======== TEXT PASSAGE

Here’s what I learned when I rewatched The Hills

I have this very informed and undisputed theory that at one point three years ago, all of “Hollywood” came together and was like, “Now that Youtube is apparently allowed to make movies, the people must suffer.” Thus explains the reboots, remakes and live actions getting shoved down our throats—from Full House to Cats: The Musical. Who can I talk to about ending this? Hollywood, call me! 

“The Hills: New Beginnings,” which premiered in June, is the latest reboot literally no one asked for. I presume the name “New Beginnings” can be attributed to the fact that the original cast members are embroiled in divorce proceedings and Mischa Barton is somehow now in the mix. I don’t have cable because I’m not rich, so a lot of questions are left unanswered. And for that, I’m sorry, but if you really want to know you can watch it and get back to me. Because time is money and I’m not making any of it, I decided to cling to relevancy by rewatching The Hills: B.M. (Before Mischa). 

The Hills premiered in 2006 and aired for six seasons. Spoiler alert: the last episode revealed that most of the show was scripted, which explains why Heidi was 20 years old with a corner office working in “Event Production.” Scripted drama aside, there’s so many genuine moments that made me sit back and think “what the actual hell am I watching right now?”

So, I’ve decided to dig into some of my favorite moments and storylines and how they shaped me into the nightmare I am today. 

You can’t be a fashion intern for three years… unless your parents are rich as hell

Of all six seasons, my favorite moment of the entire series is when Whitney Port, Lauren’s intern boss shouts from behind her iMac, 

“I am just so sick of being an intern, it’s been three years!” 

This single line absolutely sends me to the moon. I was an intern for a very brief stint right out of college and broke out in face hives every time I thought about how poor I was.

Like any jaded 25 year old woman would do, I googled Whitney Port from my couch and discovered something totally predictable— her parents are loaded. In fact, Whit went to a private school that famously charges $30k for Kindergarten. If your parents are willing to spend the equivalent of my Honda Accord Loan for you to learn the alphabet then it’s pretty much a given that they’ll support you while you build your brand as an unpaid fashion mogul and work part time as an MTV personality.

================

* _WHAT NEEDS TO BE DONE_
Answer these from the post on rewatching The Hills:
1. In what month did "The Hills: New Beginnings" premiere?
2. In what year did the original show premiere, and how many seasons did it air?
3. According to the post, how much does Whitney Port's private school charge for Kindergarten?
Rely only on the post on rewatching The Hills for what comes next.

======== ENTRIES SHOWN

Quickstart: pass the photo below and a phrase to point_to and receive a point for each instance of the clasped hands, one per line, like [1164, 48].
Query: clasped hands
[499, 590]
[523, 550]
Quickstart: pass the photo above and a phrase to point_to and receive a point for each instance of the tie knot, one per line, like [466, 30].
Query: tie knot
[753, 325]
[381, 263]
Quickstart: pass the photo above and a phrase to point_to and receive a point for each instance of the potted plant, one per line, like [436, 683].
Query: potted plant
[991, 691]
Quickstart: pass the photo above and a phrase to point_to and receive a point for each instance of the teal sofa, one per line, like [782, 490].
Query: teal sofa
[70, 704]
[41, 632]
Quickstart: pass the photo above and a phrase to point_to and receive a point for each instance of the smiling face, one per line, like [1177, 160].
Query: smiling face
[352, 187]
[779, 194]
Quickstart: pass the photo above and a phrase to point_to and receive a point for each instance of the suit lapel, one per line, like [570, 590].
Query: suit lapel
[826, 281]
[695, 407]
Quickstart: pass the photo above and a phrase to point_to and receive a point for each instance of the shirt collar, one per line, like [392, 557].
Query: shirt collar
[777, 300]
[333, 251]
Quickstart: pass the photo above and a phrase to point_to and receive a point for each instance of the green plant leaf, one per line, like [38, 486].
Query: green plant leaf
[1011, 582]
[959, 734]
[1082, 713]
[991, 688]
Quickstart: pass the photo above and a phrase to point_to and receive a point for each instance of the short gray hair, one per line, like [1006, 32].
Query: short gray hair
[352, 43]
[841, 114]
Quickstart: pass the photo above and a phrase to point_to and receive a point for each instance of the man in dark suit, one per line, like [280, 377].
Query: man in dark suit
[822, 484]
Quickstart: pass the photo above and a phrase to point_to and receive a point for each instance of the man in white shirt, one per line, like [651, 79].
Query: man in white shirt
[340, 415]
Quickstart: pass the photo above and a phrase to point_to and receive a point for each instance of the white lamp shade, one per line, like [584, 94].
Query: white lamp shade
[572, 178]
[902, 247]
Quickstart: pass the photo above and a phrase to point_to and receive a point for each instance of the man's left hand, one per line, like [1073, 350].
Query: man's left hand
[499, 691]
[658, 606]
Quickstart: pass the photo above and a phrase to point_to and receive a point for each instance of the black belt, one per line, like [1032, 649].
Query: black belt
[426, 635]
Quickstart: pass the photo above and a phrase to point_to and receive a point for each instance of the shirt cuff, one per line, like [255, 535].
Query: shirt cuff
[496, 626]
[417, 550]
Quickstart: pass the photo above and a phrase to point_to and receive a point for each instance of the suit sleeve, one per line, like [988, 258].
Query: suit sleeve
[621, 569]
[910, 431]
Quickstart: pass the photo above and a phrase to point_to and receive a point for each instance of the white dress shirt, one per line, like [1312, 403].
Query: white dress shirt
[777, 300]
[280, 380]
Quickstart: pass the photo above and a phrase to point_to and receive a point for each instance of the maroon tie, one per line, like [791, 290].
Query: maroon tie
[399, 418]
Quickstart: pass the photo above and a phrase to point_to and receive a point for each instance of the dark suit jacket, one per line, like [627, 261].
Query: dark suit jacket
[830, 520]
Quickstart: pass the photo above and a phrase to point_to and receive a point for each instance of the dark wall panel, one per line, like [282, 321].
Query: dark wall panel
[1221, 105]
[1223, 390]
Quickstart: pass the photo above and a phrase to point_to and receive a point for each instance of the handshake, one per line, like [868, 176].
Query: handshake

================

* _RESPONSE TO THIS TASK_
1. June
2. 2006; six seasons
3. $30k